Tujuan Tugas 1: Dalam artikel tentang beban guru, berapa persen penduduk Indonesia yang disebutkan akan berusia produktif pada tahun 2045?
Tujuan Tugas 2: Ganti "bonus demografi" dengan "peluang demografi" pada seluruh bagian artikel tentang beban guru dari "Beban Guru Bikin" terus ke bawah hingga "negara dan bangsa.", lalu tuliskan kembali bagian tersebut.

___ Kutipan Dokumen ___

Beban Guru Bikin Sesak Namun Apresiasi Makin Mencekat
Wali Umat – Sejak 2019, pemerintah Indonesia mencanangkan tahun 2045 sebagai momen Indonesia emas. Pada usia yang tepat 100 tahun, Indonesia akan dihuni oleh mayoritas usia produktif sehingga diharapkan dapat berkontribusi pada kualitas bangsa di mata dunia. Dalam hal ini, guru menjadi salah satu pihak yang “ketiban” beban moral yang amat berat karena dihadapkan pada tantangan zaman yang kian tidak pasti dengan kondisi mental anak-anak yang mlehoy.
Mengutip Indonesiabaik.id[1], pada tahun 2045 negara kita akan mendapatkan “bonus demografi”, di mana 70 persen penduduknya berusia produktif (angkatan kerja) atau berusia sekitar 15-64 tahun. Sisanya, 30 persen, anak-anak (usia di bawah 14 tahun) dan pensiunan (di atas 64 tahun). Besar harapan, mereka dapat berkontribusi positif pada Pembangunan negara dan bangsa.
Melihat potensi tersebut, pemerintah Indonesia, melalui Kementrian Perencanaan Pembangunan Nasional (Bappenas) kemudian mencanangkan “Visi Indonesia Emas 2045 untuk menjadikan Indonesia sebagai bangsa yang berdaulat, maju, adil dan Makmur”. Pencanangan ini, kemudian ditandatangi oleh Presiden Joko Widodo pada 9 Mei 2019 atau di awal masa menjabat Jokowi pada periode keduanya.

___ Data Mentah ___

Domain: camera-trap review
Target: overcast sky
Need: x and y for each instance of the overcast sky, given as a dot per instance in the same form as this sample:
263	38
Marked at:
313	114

___

Jawaban Lengkap 1: 70 persen penduduk, yaitu yang berusia sekitar 15-64 tahun.

Jawaban Lengkap 2:
Beban Guru Bikin Sesak Namun Apresiasi Makin Mencekat
Wali Umat – Sejak 2019, pemerintah Indonesia mencanangkan tahun 2045 sebagai momen Indonesia emas. Pada usia yang tepat 100 tahun, Indonesia akan dihuni oleh mayoritas usia produktif sehingga diharapkan dapat berkontribusi pada kualitas bangsa di mata dunia. Dalam hal ini, guru menjadi salah satu pihak yang “ketiban” beban moral yang amat berat karena dihadapkan pada tantangan zaman yang kian tidak pasti dengan kondisi mental anak-anak yang mlehoy.
Mengutip Indonesiabaik.id[1], pada tahun 2045 negara kita akan mendapatkan “peluang demografi”, di mana 70 persen penduduknya berusia produktif (angkatan kerja) atau berusia sekitar 15-64 tahun. Sisanya, 30 persen, anak-anak (usia di bawah 14 tahun) dan pensiunan (di atas 64 tahun). Besar harapan, mereka dapat berkontribusi positif pada Pembangunan negara dan bangsa.